Coordinate annotation data:
____________
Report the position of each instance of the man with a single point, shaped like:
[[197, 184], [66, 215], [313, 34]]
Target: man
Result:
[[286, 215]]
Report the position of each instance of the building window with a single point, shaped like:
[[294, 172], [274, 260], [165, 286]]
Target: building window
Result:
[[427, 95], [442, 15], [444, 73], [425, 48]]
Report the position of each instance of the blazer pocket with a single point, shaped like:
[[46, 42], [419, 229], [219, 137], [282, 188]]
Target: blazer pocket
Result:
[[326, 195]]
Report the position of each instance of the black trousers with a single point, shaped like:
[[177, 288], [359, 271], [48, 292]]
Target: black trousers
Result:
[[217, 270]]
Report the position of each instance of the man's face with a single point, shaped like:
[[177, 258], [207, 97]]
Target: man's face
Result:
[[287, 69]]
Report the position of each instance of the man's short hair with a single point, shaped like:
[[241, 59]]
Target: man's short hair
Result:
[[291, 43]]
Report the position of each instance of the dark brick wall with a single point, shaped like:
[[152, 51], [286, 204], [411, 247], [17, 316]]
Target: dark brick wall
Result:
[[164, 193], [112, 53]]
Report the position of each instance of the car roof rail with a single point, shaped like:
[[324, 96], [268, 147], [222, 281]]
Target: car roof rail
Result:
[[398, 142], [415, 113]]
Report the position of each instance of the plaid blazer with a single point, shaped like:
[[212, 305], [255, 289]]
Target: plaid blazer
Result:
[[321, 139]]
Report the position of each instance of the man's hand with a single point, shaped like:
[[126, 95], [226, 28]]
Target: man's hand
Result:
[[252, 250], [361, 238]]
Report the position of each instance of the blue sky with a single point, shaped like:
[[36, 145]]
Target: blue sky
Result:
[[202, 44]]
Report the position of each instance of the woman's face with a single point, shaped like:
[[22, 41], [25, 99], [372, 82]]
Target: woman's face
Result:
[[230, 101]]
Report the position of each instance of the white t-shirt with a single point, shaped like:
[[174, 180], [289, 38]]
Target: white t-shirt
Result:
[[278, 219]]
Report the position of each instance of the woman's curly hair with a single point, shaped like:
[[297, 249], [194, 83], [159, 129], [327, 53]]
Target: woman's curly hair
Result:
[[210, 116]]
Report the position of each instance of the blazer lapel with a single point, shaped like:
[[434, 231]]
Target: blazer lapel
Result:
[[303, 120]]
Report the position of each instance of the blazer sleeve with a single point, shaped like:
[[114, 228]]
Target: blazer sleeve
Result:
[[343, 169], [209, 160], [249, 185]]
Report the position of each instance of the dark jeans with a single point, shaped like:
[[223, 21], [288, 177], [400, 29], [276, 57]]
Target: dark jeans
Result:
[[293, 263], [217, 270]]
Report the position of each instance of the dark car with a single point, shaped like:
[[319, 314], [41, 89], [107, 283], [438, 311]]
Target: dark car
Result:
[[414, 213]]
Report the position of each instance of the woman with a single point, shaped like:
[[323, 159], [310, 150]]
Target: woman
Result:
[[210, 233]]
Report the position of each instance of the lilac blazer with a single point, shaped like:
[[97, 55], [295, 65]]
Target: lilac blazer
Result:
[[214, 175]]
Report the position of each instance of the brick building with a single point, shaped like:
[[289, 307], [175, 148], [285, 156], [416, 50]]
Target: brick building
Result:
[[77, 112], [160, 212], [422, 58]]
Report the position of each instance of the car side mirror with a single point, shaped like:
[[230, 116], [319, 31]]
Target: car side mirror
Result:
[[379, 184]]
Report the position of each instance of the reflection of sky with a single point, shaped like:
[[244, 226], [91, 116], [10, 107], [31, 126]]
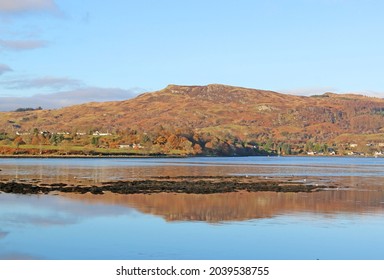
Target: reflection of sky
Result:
[[106, 169], [50, 227]]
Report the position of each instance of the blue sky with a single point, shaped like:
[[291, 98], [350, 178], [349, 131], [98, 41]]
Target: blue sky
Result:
[[56, 53]]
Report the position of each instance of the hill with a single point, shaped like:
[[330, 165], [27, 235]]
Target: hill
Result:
[[212, 119]]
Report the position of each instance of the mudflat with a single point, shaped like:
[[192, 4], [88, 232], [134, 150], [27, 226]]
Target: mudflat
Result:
[[180, 184]]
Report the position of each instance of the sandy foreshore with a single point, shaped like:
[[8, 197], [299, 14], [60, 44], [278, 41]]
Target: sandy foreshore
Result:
[[181, 184]]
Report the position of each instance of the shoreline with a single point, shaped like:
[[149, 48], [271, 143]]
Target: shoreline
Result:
[[182, 184]]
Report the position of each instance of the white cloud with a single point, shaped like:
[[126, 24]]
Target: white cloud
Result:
[[309, 91], [4, 68], [3, 234], [17, 6], [20, 45], [67, 98], [55, 83]]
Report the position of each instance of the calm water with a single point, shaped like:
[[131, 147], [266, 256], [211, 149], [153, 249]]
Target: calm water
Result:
[[346, 223]]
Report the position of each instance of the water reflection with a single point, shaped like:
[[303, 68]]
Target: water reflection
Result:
[[243, 205]]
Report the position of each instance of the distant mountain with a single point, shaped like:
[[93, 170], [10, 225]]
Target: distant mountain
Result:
[[225, 112]]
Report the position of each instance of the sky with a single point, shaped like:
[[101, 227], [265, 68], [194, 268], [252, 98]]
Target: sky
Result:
[[55, 53]]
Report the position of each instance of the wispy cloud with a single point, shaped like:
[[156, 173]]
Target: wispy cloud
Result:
[[21, 45], [18, 256], [4, 68], [67, 98], [55, 83], [3, 234], [20, 6], [309, 91]]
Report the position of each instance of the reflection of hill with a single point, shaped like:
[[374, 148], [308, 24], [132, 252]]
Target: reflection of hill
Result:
[[243, 206]]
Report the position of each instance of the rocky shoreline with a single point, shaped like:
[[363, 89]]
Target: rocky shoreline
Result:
[[189, 185]]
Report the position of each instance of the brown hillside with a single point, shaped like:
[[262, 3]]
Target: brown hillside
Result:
[[218, 110]]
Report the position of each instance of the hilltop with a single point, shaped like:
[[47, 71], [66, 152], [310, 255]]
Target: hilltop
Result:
[[212, 119]]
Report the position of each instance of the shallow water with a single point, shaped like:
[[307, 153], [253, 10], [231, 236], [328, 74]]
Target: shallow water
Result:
[[345, 223]]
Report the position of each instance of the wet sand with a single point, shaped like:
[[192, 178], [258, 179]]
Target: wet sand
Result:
[[180, 184]]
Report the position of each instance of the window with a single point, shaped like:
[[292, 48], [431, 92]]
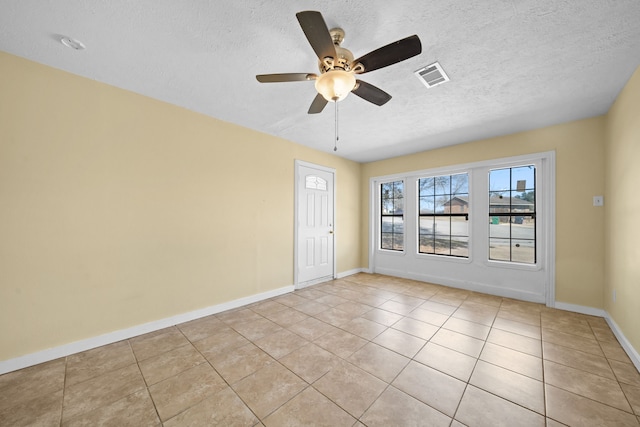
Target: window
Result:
[[444, 215], [512, 214], [392, 216]]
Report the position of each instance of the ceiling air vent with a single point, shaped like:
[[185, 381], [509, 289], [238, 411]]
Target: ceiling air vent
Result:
[[432, 75]]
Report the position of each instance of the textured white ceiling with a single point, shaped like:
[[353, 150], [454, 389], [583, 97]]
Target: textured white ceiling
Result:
[[514, 65]]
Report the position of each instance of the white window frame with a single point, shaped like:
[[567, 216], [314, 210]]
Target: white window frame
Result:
[[478, 200]]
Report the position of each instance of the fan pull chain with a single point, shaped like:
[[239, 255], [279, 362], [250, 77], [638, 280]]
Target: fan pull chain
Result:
[[335, 145]]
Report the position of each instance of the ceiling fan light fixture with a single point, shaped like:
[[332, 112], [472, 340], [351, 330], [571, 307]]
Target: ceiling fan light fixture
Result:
[[335, 85]]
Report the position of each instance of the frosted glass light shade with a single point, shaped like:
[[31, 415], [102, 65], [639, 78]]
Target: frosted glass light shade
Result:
[[335, 85]]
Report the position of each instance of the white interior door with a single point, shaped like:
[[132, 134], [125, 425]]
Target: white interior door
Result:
[[314, 224]]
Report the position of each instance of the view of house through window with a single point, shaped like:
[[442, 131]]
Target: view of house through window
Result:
[[392, 216], [444, 215], [512, 214]]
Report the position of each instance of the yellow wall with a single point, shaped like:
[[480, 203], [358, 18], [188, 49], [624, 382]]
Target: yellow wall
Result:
[[117, 209], [622, 229], [579, 150]]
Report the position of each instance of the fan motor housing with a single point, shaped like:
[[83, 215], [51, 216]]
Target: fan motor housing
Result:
[[344, 58]]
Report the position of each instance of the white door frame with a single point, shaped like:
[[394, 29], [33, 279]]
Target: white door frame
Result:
[[296, 254]]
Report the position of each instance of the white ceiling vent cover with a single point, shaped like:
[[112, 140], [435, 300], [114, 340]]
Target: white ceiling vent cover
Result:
[[432, 75]]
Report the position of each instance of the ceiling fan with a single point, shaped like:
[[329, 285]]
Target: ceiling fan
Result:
[[338, 67]]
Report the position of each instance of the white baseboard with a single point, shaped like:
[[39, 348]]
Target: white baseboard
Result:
[[624, 342], [123, 334], [464, 284], [349, 273], [581, 309]]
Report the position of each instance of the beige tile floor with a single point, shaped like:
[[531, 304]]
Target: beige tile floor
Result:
[[365, 350]]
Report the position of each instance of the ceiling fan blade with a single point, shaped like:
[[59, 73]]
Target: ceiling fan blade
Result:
[[390, 54], [317, 105], [285, 77], [371, 93], [317, 33]]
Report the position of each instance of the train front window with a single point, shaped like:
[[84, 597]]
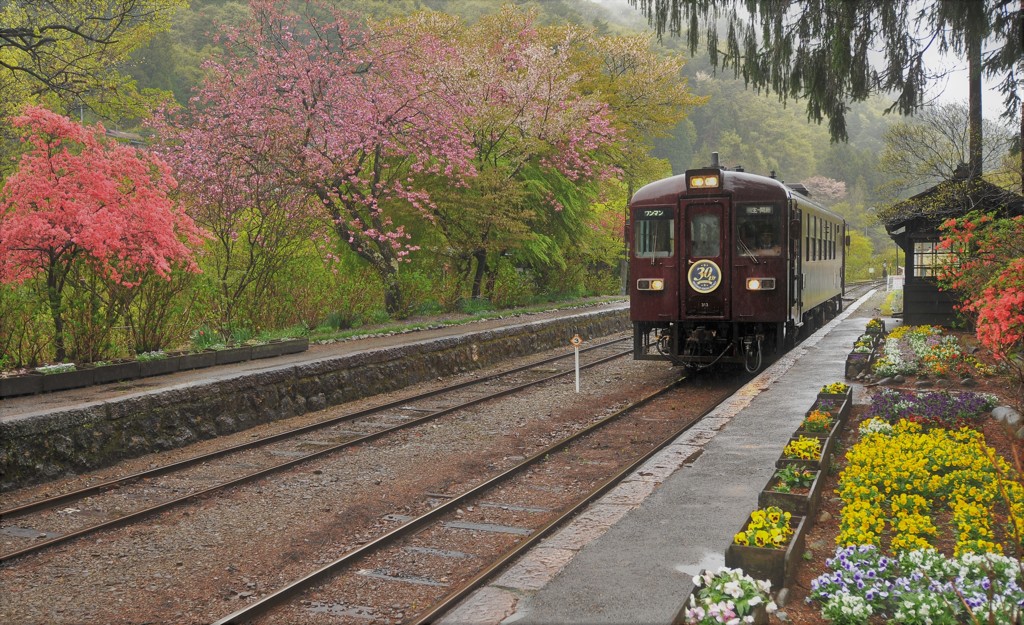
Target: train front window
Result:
[[654, 234], [757, 231], [705, 236]]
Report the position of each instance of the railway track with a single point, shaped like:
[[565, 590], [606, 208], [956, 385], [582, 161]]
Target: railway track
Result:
[[432, 560], [35, 526]]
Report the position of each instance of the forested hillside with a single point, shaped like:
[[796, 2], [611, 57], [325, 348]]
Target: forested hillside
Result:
[[317, 166]]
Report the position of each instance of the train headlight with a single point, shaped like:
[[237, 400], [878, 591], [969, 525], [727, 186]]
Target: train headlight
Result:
[[760, 284], [650, 285], [705, 181]]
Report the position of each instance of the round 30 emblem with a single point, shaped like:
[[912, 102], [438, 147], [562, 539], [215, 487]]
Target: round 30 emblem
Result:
[[705, 276]]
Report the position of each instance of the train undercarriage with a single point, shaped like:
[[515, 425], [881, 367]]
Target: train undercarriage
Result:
[[702, 344]]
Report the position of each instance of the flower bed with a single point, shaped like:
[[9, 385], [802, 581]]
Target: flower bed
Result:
[[795, 490], [768, 546], [725, 596]]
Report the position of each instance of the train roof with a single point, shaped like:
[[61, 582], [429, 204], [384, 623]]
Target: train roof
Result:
[[736, 183]]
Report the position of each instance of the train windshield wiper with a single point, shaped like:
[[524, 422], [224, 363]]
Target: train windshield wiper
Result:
[[748, 251]]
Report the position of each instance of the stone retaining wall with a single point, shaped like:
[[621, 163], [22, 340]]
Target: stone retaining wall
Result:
[[42, 448]]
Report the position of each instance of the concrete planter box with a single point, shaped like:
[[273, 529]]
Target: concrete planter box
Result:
[[117, 372], [856, 364], [832, 432], [68, 379], [776, 566], [199, 360], [280, 347], [30, 383], [160, 366], [838, 404], [818, 464], [798, 504]]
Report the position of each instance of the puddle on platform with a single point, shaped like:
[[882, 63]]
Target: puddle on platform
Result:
[[710, 561]]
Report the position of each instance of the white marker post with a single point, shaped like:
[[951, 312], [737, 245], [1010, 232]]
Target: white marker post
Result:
[[577, 341]]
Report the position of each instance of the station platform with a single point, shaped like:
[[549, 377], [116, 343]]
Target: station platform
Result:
[[630, 556]]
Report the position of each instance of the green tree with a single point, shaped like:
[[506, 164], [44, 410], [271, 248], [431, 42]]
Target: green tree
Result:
[[933, 147], [74, 49], [823, 50]]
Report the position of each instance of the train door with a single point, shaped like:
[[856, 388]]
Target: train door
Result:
[[796, 267], [707, 289]]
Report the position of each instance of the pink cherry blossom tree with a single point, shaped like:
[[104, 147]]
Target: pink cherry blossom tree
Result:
[[540, 140], [347, 115], [77, 200]]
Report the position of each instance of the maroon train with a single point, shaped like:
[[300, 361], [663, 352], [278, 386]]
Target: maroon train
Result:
[[728, 266]]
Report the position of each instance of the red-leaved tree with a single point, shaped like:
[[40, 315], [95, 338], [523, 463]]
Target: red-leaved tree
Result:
[[80, 199], [986, 268]]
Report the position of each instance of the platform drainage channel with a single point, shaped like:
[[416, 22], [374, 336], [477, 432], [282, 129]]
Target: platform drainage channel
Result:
[[514, 508], [27, 533], [409, 579], [438, 552], [486, 527], [338, 610]]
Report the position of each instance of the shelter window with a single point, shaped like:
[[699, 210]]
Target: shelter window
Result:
[[929, 259]]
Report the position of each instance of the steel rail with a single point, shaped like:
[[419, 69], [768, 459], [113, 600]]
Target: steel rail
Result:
[[438, 610], [105, 486], [390, 537], [138, 514]]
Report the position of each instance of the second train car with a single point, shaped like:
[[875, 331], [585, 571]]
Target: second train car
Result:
[[729, 266]]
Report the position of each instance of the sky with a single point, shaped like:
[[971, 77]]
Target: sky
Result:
[[953, 88]]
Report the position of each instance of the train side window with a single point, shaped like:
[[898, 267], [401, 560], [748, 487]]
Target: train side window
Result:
[[807, 236], [705, 236], [654, 238], [758, 231]]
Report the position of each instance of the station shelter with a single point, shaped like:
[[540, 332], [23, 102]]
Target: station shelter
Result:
[[913, 225]]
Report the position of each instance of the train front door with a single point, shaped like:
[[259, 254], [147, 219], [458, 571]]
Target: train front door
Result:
[[707, 289]]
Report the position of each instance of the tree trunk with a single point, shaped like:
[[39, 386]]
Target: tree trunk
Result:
[[974, 94], [54, 286], [393, 301], [481, 268]]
____________
• **Exercise prompt**:
Rewrite the data as a numbered list, starting at the line with "Report the position of each instance of the calm" and ending with the line with "6], [309, 91]]", including both of those lines. Leave out any blank lines.

• **Full response**:
1. Report the position of each instance of the calm water with a single point, shaped like:
2. [[131, 147], [266, 256], [211, 149], [153, 249]]
3. Target: calm water
4. Result:
5. [[346, 223]]
6. Report the position of each instance of the water reflection with a single point, shaped like:
7. [[303, 68]]
8. Target: water reflection
9. Result:
10. [[243, 205]]
11. Report the position of each instance of the distant mountain with a single point, shaped like:
12. [[93, 170], [10, 225]]
13. Target: distant mountain
14. Result:
15. [[225, 112]]
16. Report the position of each instance of the sky with a single point, shaped like:
17. [[101, 227], [265, 68], [194, 268], [252, 98]]
18. Target: sky
19. Result:
20. [[55, 53]]
21. Report the position of each instance of the wispy cloud with a single point, shaped like:
22. [[156, 173]]
23. Target: wispy cloud
24. Result:
25. [[21, 45], [18, 256], [4, 68], [67, 98], [55, 83], [3, 234], [20, 6], [309, 91]]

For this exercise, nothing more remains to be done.